What is expected → Output exactly, please, the lines of the records below from the one containing "Warehouse picking: mark the person" through the final line.

Extracted records →

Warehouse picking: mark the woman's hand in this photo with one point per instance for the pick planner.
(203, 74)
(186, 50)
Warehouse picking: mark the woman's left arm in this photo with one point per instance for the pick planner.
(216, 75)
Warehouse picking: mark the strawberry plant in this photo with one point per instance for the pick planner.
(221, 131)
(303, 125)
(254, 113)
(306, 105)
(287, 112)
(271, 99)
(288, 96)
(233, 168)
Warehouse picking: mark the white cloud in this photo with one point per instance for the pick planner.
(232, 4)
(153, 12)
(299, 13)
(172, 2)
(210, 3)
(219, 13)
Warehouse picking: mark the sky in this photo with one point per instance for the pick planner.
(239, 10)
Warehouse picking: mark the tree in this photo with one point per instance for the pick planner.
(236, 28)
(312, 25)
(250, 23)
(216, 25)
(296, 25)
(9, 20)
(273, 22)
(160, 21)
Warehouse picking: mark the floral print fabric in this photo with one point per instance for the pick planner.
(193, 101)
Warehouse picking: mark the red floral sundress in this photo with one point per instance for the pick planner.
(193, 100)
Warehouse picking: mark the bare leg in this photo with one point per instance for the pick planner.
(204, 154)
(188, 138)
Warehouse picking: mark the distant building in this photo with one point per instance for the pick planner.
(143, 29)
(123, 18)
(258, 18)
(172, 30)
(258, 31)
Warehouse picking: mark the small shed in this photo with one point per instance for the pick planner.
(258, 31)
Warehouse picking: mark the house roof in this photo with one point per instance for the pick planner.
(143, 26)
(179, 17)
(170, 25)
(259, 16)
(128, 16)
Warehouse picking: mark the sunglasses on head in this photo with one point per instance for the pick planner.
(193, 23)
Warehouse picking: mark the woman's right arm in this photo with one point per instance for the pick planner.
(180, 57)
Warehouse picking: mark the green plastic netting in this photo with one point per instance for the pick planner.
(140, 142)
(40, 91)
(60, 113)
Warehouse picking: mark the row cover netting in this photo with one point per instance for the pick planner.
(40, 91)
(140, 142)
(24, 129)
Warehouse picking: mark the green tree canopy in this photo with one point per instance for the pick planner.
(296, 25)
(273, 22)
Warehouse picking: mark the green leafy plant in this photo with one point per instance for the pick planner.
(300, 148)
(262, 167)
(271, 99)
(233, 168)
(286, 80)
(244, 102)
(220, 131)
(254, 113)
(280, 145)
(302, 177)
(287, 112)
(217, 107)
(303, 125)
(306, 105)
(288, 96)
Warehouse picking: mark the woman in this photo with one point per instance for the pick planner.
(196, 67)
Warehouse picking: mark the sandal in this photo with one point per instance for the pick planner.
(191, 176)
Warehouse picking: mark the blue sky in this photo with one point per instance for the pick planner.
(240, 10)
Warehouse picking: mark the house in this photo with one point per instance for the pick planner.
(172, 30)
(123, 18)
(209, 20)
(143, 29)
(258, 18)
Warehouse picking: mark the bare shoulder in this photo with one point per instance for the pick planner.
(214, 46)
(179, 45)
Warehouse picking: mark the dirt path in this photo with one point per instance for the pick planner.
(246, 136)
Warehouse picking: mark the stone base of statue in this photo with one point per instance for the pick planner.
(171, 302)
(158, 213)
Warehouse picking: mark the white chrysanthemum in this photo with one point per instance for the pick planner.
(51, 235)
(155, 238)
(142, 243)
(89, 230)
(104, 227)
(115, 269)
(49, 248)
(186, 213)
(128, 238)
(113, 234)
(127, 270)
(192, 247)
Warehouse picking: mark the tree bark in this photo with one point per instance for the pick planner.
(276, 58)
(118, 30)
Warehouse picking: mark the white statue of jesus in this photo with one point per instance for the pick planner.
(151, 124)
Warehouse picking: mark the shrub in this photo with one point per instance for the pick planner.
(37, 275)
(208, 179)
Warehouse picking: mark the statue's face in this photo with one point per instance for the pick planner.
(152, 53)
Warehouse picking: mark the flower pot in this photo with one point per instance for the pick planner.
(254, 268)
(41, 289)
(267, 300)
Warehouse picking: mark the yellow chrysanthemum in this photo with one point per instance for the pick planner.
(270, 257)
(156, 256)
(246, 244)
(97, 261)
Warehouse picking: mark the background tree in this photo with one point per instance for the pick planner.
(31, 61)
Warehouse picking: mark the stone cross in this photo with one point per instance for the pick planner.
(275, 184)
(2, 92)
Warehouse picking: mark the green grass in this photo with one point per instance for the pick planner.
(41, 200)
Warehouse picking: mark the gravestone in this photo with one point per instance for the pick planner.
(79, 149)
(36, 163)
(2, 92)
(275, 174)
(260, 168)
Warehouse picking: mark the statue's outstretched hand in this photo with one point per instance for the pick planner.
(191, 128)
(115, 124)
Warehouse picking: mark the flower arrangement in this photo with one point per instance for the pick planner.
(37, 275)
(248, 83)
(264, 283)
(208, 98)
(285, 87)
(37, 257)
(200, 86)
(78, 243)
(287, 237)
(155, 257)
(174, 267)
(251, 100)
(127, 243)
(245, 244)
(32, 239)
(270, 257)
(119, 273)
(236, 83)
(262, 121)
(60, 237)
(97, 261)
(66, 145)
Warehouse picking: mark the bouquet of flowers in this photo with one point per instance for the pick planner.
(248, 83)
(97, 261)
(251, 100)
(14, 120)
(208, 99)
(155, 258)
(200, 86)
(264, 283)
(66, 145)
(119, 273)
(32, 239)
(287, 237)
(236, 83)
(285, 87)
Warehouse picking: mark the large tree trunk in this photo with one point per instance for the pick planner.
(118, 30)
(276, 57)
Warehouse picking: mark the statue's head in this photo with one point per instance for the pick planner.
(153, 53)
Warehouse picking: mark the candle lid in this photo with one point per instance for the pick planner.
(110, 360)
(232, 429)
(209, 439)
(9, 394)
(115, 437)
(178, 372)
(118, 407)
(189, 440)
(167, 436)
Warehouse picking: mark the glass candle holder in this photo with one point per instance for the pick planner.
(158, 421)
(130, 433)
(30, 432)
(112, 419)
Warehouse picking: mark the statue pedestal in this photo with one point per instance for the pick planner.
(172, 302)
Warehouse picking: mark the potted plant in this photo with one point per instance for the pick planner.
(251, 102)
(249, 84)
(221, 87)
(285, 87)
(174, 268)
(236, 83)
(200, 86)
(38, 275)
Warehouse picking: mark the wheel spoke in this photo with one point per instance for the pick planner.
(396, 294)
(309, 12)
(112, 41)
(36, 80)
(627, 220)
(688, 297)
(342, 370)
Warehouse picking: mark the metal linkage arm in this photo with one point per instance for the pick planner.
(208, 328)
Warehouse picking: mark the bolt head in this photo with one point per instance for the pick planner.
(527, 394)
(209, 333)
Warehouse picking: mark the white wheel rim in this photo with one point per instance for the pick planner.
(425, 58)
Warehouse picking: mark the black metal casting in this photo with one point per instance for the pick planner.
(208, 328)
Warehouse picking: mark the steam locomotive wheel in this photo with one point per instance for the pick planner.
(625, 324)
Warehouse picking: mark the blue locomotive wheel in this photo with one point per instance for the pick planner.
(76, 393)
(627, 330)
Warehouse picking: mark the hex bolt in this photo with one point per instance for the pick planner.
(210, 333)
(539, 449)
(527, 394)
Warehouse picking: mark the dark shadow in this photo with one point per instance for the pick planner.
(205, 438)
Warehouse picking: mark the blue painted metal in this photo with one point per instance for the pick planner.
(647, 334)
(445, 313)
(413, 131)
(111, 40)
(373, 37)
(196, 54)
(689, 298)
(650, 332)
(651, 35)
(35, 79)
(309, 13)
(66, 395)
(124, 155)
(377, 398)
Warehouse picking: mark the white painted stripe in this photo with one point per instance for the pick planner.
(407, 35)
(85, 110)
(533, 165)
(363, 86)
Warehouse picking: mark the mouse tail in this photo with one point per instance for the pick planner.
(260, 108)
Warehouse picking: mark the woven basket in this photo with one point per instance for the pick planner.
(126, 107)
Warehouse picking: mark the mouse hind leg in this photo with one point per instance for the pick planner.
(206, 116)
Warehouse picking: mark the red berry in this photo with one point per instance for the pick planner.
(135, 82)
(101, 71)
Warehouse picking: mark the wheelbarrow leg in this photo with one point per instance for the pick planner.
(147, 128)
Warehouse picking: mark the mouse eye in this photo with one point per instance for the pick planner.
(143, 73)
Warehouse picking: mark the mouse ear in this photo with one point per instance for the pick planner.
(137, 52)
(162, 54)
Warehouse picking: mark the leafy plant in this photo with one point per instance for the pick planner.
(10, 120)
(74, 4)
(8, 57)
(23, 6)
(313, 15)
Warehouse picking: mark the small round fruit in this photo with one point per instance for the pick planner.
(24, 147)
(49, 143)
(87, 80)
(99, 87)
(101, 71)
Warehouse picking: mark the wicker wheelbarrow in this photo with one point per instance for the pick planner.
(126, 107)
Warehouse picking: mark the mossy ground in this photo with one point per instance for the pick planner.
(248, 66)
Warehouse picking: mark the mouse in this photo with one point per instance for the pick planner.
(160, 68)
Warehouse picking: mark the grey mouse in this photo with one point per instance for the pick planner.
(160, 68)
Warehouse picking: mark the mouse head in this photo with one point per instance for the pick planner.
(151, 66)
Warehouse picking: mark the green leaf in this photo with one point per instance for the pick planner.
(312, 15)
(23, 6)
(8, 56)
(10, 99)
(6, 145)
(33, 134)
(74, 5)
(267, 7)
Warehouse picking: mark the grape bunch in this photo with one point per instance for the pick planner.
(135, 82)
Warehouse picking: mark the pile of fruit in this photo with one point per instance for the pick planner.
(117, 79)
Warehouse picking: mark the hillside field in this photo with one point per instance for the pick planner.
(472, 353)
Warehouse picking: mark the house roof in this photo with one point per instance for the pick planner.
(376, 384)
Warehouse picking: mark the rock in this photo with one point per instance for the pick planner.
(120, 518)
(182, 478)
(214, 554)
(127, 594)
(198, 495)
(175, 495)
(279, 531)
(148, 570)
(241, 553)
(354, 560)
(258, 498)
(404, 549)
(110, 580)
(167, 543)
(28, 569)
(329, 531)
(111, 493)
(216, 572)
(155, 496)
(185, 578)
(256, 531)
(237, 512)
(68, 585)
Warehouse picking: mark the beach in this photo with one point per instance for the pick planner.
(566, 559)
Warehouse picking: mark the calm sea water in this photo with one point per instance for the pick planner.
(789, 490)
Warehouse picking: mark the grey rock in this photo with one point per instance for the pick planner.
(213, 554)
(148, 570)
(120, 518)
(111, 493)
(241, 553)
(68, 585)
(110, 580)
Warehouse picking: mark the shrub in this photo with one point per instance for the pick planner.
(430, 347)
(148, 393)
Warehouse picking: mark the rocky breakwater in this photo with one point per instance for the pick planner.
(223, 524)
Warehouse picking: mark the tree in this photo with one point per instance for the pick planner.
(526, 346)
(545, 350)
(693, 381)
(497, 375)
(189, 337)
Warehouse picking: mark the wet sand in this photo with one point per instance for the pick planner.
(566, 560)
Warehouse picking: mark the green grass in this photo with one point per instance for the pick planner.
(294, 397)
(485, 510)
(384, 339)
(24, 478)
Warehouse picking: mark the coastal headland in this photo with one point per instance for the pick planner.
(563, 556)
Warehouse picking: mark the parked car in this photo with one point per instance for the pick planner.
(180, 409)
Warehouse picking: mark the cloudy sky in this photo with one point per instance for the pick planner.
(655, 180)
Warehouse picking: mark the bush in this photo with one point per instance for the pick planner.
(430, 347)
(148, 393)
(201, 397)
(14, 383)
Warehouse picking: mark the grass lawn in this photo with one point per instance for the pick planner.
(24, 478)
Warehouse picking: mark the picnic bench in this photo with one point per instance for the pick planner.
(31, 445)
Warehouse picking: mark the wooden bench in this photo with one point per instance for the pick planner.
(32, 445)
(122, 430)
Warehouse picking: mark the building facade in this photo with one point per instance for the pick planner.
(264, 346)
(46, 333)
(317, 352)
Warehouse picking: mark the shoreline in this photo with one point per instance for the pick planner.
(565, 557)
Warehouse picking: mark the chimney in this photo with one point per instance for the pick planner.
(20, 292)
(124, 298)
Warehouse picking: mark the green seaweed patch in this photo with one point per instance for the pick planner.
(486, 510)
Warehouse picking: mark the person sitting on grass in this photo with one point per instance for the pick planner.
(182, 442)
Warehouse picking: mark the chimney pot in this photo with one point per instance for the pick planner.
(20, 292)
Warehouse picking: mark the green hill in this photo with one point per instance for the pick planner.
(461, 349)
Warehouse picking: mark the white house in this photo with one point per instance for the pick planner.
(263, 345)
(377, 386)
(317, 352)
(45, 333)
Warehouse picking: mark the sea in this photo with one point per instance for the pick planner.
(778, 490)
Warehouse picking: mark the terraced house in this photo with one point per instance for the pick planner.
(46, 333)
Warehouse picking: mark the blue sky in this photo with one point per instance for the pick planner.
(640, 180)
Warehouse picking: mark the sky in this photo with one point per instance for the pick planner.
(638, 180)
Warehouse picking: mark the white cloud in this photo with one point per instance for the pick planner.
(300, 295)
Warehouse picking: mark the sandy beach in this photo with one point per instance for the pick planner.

Final result →
Warehouse picking: mark the person sitting on grass in this photo with one point per instance for the pick planner.
(182, 442)
Warehouse picking: mark the chimney pot in this photo with one point per instance for the pick planner.
(20, 292)
Warehouse picking: mark the green hill in this photo with one point per instance for the pick planner.
(461, 349)
Warehouse picking: mark the white house in this photo with one point per instance for the pick planner.
(263, 345)
(377, 386)
(317, 352)
(45, 333)
Warehouse picking: mark the sea in this photo with one point per instance for the pick planner.
(778, 490)
Warehouse picking: mark the terraced house in this photo with one point per instance for the pick planner.
(46, 333)
Warehouse picking: mark the blue sky in this photo with one point per instance for the pick planner.
(640, 180)
Warehouse picking: mark the sky in this photo with one point per instance for the pick planner.
(638, 180)
Warehouse picking: mark the white cloud in this photo with one point per instance for the pick planner.
(300, 295)
Warehouse picking: mark the sandy beach in this photo with one point per instance for the pick planner.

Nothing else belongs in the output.